Problem A:
How many lines of the listing contain the word "plant"? Reply with the number only.

Quoted passage:
PROCESS RELATIONAL
ECOLOGICAL THEOLOGY
(Overheads from ANZATS
Conference Paper)
An Ecological
Theology in two senses:
1. A theology which is a Christianization
of an ecological world-view = the process-relational metaphysical vision(s)
Based in a broad metaphysical vision:
Cf. The neo-platonism of the ‘Patristic’ age
Cf. The Aristotelian neo-Platonism of the Scholastics
Based in a broad metaphysical vision which is process-relational,
i.e. inherently ‘ecological’ in its thinking and in the conception of reality
which it projects.
2. A theology which gives strong
support to an ecological ethics
Because of its background theory
And
Because of the strong Christian Trinitarian Theism
which it can enable (esp. Joseph Bracken, but also Peter Forrest and John
Bretz)
Structure of this paper:
1. Brief exposition of the Process-Relational
Metaphysical Vision
2. ‘God’ in Process-Relational
Thought
3. Getting Ethics out of it: ways
of doing so:
A process-relational version of the ‘no-self’ doctrine
A much broader assignment of ‘intrinsic value’ as
motivated by the metaphysical vision
4. Facing up to some of the problems,
Giving intrinsic value to ecosystems as such
‘The problem of marginal cases
Some specifically theological problems
5. Process-Relational Trinitarian
Theism and its advantages over Naturalism and other kinds of Process Theism
for ecological purposes
1. Brief
exposition of the Process-Relational Metaphysical Vision
-
A re-visionary metaphysics (versus
merely descriptive)
-
Compatible with and inspired by
contemporary sciences, without being scientistic: it attempts to take account
of all our experience, including ethical, aesthetic and religious experiences
-
A revisionary metaphysics which
thinks of reality in terms of connected events,
-
a web consisting of strings of
related happenings, nested processes, rather than things or enduring substances
with changing properties: a unity of process or project rather than a unity
of substances
-
A revisionary metaphysics which
is strongly relational, without being holistic or totalizing:
-
everything takes account of its
environment, to a greater or lesser extent but also in its own peculiar
way and more or less creatively.
-
A revisionary metaphysics which
is into creativity in a fairly big way, everything a little bit creative,
to be at all is to make a difference, however slight. There are no vacuous
actualities,
-
though one needs to distinguish
between genuine ‘individuals’, e.g. electronic happenings, human happenings,
and ‘aggregates’, e.g. stones, telephones, which may give the appearance
of ‘vacuity’.
-
Not necessarily ‘pan-psychist’
or ‘pan-experientialists’, though it comes also in panpsychists and panexperientialist
versions. The key ingredient here is the denial of vacuous actualities,
on which all sides agree.
In Summary, so far:
Everything is a more or less
creative taking into account of its total past environment (including its
own past) and a giving of itself to be taken into account by the future
of that environment (including its own future) (where ‘it’ has the
continuity, at best, of a project or process or series of more or less
tightly connected happenings)

Records to process:
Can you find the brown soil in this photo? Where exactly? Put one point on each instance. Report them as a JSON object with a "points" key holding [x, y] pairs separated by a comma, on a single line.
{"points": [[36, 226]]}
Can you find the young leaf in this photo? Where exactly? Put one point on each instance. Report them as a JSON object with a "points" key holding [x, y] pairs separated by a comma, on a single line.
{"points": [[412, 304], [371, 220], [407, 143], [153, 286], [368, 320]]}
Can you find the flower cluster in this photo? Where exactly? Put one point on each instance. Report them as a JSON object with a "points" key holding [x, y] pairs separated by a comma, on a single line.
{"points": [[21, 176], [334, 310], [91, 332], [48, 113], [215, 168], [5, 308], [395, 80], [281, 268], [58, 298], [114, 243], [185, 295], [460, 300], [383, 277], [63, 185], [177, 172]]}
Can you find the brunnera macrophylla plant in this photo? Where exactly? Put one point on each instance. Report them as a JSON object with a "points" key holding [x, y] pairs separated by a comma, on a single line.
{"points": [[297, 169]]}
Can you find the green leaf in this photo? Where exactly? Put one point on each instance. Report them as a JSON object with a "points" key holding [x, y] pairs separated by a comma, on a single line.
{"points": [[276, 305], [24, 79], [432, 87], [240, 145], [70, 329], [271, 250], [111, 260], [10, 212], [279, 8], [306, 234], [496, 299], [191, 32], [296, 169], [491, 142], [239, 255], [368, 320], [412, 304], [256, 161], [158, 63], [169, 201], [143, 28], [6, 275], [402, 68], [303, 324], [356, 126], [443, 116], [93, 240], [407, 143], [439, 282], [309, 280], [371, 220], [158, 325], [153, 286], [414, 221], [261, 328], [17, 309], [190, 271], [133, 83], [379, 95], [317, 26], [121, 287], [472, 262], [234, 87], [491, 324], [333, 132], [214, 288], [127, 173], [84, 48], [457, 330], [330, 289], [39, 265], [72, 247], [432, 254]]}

Problem B:
In the theology outline, condense the summary passage beginning "Everything is a more or less creative" into a short bulleted list that keeps its main points.

Final result A:
1

Final result B:
- Everything creatively takes into account, to a greater or lesser degree, its total past environment, including its own past.
- Everything gives itself to be taken into account by the future of that environment, including its own future.
- The "it" here has, at best, the continuity of a project, a process, or a series of more or less tightly connected happenings.